> **Problem**
Copy the passage from the trauma-informed campuses text word for word, starting at "However, it is" and ending at "learning for students.".

> **Text provided**
☆ ☆ ☆

Can a class meeting location be changed? Should staff or faculty involved undergo additional training? Campus leaders should meet with student representatives to plan for reasonable and impactful changes. Campuses can also evaluate those accommodations necessary for an equitable campus by critically examining their community’s rituals and traditions. Just because an event or ritual has “always been” a certain way does not preclude such rituals from evolving with what are changing and increasingly diverse campus communities overall.
Advocate
Trauma-informed campuses advocate for marginalized students. In many communities, colleges and universities are the largest and most powerful employers, so it is vitally important for the well-being of that community that institutions advocate for their most vulnerable students. More and more institutions of higher education are undertaking the advocacy work required to understand how they have been built and sustained on the backs of Black and brown people, from slavery to the present.
However, it is not enough to just look back. Two ways colleges and universities can lead real cultural change are 1) providing living wages for employees and 2) creating research collaborations with community organizations that benefit the local marginalized communities in which the college or university is situated, while providing services and experiential learning for students.
Join
Trauma-informed campuses join with students who have minoritized identities and who use their voices to speak up, act, and seek change. Campus leaders with power, centralized identities, privilege, and access to resources must be willing to act not only in words but also in deeds, especially when they do not share identities with those who are experiencing trauma. Without people who have power and privilege joining in, showing up, and lending their voices, the campus community is at risk for continually marginalizing their Black and brown students. Social justice is a public health matter and is essential for student and campus well-being.
As campuses deal with the impact of COVID-19 and systemic racism, campus leaders have an opportunity to make sustainable, structurally supported change that provides foundations for reparation, reconciliation, and healing for campus communities. The trauma-informed lens readily lends itself to understanding the impact of racialized trauma as well as what all members of campuses can do to take a trauma-informed approach. In doing so, campus leaders create better chances that all students have equitable opportunities to join campus communities, using their natural talents to matriculate, and accessing what campuses have to offer to help them become fully contributing members of society.

☆ ☆ ☆

> **Record excerpts**
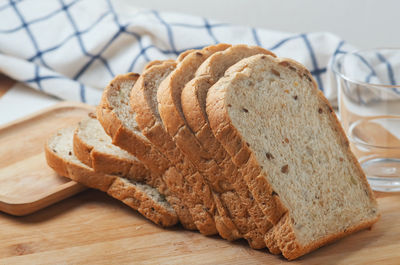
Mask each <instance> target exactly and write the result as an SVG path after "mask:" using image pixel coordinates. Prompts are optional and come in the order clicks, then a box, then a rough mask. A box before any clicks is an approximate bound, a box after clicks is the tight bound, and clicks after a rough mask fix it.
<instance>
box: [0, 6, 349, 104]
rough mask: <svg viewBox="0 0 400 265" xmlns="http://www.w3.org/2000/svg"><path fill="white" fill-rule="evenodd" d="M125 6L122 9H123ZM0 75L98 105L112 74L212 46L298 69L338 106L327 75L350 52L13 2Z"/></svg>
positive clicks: (122, 72)
mask: <svg viewBox="0 0 400 265" xmlns="http://www.w3.org/2000/svg"><path fill="white" fill-rule="evenodd" d="M125 3H126V2H125ZM0 18H1V23H0V71H1V72H2V73H4V74H6V75H8V76H10V77H11V78H13V79H15V80H17V81H20V82H23V83H25V84H26V85H28V86H30V87H32V88H34V89H37V90H40V91H43V92H45V93H47V94H50V95H53V96H55V97H58V98H60V99H65V100H73V101H82V102H87V103H89V104H97V103H98V102H99V100H100V96H101V93H102V90H103V88H104V87H105V86H106V85H107V83H108V82H109V81H110V80H111V79H112V78H113V77H114V76H115V75H117V74H120V73H125V72H131V71H132V72H139V73H140V72H141V71H142V69H143V66H144V65H145V64H146V63H147V62H149V61H151V60H163V59H171V58H176V56H177V55H178V54H179V53H180V52H182V51H185V50H187V49H193V48H202V47H204V46H207V45H211V44H215V43H218V42H224V43H231V44H239V43H244V44H249V45H259V46H262V47H264V48H266V49H269V50H272V51H273V52H274V53H276V54H277V55H278V56H280V57H290V58H292V59H295V60H297V61H299V62H301V63H303V64H304V65H305V66H306V67H307V68H308V69H309V70H310V72H311V73H312V74H313V76H314V77H315V79H316V80H317V82H318V85H319V87H320V89H321V90H323V92H324V93H325V95H326V97H327V98H328V99H329V100H330V101H331V102H332V103H333V104H334V105H336V97H337V96H336V94H337V92H336V88H335V86H332V85H331V84H330V78H331V77H330V76H329V75H328V71H327V67H328V64H329V62H330V60H331V58H332V56H333V55H336V54H339V53H343V51H345V50H346V49H348V47H345V46H346V45H345V44H344V42H343V41H342V40H341V39H340V38H338V37H337V36H335V35H333V34H330V33H304V34H290V33H285V32H277V31H273V30H264V29H255V28H249V27H242V26H234V25H229V24H224V23H220V22H217V21H214V20H208V19H205V18H201V17H195V16H188V15H183V14H175V13H166V12H157V11H155V10H140V9H137V8H134V7H132V6H127V5H120V2H118V1H112V0H74V1H69V0H60V1H54V0H44V1H34V0H25V1H17V0H11V1H10V2H8V3H5V4H3V5H1V6H0Z"/></svg>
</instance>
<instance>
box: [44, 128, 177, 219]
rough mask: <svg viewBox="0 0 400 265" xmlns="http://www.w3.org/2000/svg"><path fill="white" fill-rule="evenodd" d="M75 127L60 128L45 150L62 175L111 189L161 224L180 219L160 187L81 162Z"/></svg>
mask: <svg viewBox="0 0 400 265" xmlns="http://www.w3.org/2000/svg"><path fill="white" fill-rule="evenodd" d="M74 130H75V128H74V127H68V128H64V129H60V130H59V131H58V132H57V133H55V134H54V135H53V136H51V137H50V138H49V140H48V142H47V143H46V146H45V154H46V159H47V163H48V164H49V166H50V167H51V168H53V169H54V170H55V171H56V172H57V173H58V174H59V175H62V176H65V177H68V178H70V179H72V180H74V181H77V182H79V183H82V184H83V185H86V186H88V187H91V188H94V189H98V190H101V191H104V192H107V193H108V194H109V195H110V196H112V197H114V198H116V199H118V200H120V201H122V202H123V203H125V204H126V205H128V206H129V207H131V208H133V209H135V210H137V211H138V212H139V213H141V214H142V215H143V216H144V217H146V218H147V219H149V220H151V221H152V222H154V223H156V224H158V225H161V226H163V227H169V226H173V225H175V224H176V223H177V222H178V217H177V215H176V213H175V211H174V210H173V208H172V207H171V206H170V205H169V203H168V202H167V201H166V200H165V198H164V197H163V196H162V195H161V194H160V193H158V191H157V190H156V189H154V188H152V187H150V186H148V185H145V184H141V183H139V182H136V181H133V180H128V179H125V178H122V177H117V176H113V175H106V174H101V173H97V172H95V171H94V170H93V169H92V168H90V167H88V166H86V165H85V164H83V163H82V162H80V161H79V160H78V158H77V157H76V156H75V155H74V153H73V147H72V142H73V135H74Z"/></svg>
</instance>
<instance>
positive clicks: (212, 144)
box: [181, 45, 283, 254]
mask: <svg viewBox="0 0 400 265" xmlns="http://www.w3.org/2000/svg"><path fill="white" fill-rule="evenodd" d="M255 54H268V55H273V54H272V53H271V52H269V51H267V50H265V49H263V48H260V47H257V46H253V47H249V46H247V45H235V46H232V47H230V48H228V49H226V50H224V51H220V52H216V53H214V54H213V55H211V56H210V57H209V58H208V59H207V60H205V61H204V62H203V63H202V64H201V65H200V67H199V68H198V69H197V71H196V75H195V77H194V78H193V79H192V80H191V81H189V82H188V83H187V84H186V85H185V87H184V89H183V91H182V96H181V101H182V110H183V113H184V115H185V118H186V121H187V124H188V126H189V127H190V129H191V130H192V131H193V133H194V134H195V135H196V137H197V139H198V140H199V141H200V143H201V144H202V145H203V146H208V147H210V148H208V151H209V153H210V155H212V154H217V155H219V156H214V160H215V161H216V162H217V163H218V165H219V166H220V167H221V168H225V172H228V170H227V169H228V168H229V167H234V170H233V172H232V173H231V174H230V175H228V176H221V175H220V176H218V177H220V181H225V182H227V183H229V185H230V186H227V185H224V186H225V187H226V188H228V189H227V190H225V191H228V192H232V190H233V191H234V192H235V193H237V194H238V195H239V199H240V200H239V201H231V203H234V204H236V205H237V208H239V207H241V208H243V209H241V212H244V213H248V214H246V215H250V217H249V218H247V220H244V221H245V222H243V224H244V225H242V230H241V232H242V233H243V234H247V233H249V232H251V231H253V230H256V229H257V228H258V229H259V230H260V231H261V233H262V234H266V232H267V231H268V230H269V229H270V228H271V227H272V225H271V222H269V221H268V218H267V216H266V215H264V214H263V212H262V211H261V210H260V207H259V206H258V204H257V202H256V201H255V200H254V199H253V196H252V194H251V193H250V192H249V190H248V188H247V184H246V182H245V180H244V177H243V176H242V174H241V173H240V172H239V171H238V168H237V167H236V166H234V164H233V162H232V160H231V157H230V156H229V154H228V153H227V152H226V151H225V149H224V147H223V146H222V145H221V144H220V143H219V142H218V140H217V139H216V138H215V137H214V134H213V133H212V131H211V128H210V126H209V124H208V117H207V113H206V97H207V92H208V89H209V88H210V87H211V86H212V85H213V84H214V83H215V82H216V81H218V79H219V78H221V77H222V76H223V75H224V73H225V71H226V70H227V69H228V68H229V67H230V66H232V65H233V64H235V63H236V62H238V61H240V60H241V59H243V58H246V57H249V56H252V55H255ZM240 201H241V202H242V203H239V202H240ZM282 214H283V212H280V211H274V212H273V213H271V214H269V215H268V216H269V217H270V219H272V220H273V221H274V222H275V223H276V222H277V221H278V220H279V218H280V217H281V216H282ZM255 225H257V227H254V226H255ZM275 243H276V242H270V241H269V240H267V241H266V245H267V247H268V248H269V249H270V252H272V253H275V254H277V253H280V250H279V248H278V247H277V245H276V244H275Z"/></svg>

☆ ☆ ☆

> **Exercise answer**
However, it is not enough to just look back. Two ways colleges and universities can lead real cultural change are 1) providing living wages for employees and 2) creating research collaborations with community organizations that benefit the local marginalized communities in which the college or university is situated, while providing services and experiential learning for students.